Task details: Pull out every line below that contains the word "railway".
________________________________________
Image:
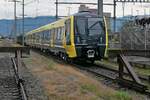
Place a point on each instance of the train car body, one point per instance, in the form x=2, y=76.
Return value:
x=82, y=36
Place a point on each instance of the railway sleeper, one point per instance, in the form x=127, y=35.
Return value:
x=132, y=85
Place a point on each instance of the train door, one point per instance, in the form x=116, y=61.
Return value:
x=69, y=38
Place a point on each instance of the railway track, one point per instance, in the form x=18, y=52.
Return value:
x=110, y=75
x=10, y=87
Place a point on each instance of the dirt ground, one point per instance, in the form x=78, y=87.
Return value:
x=62, y=82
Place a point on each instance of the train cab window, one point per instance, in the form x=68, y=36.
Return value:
x=68, y=32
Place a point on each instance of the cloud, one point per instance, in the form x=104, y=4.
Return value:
x=47, y=7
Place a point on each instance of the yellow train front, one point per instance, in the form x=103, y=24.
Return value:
x=81, y=36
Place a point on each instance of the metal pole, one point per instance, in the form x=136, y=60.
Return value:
x=100, y=8
x=23, y=22
x=56, y=9
x=15, y=19
x=114, y=15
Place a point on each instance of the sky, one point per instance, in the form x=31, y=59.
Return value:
________________________________________
Output:
Place a point on each instance of the railway sleeper, one point per instance, in the form x=127, y=35.
Place a point on each instance of the railway track, one point per instance, in the form x=18, y=52.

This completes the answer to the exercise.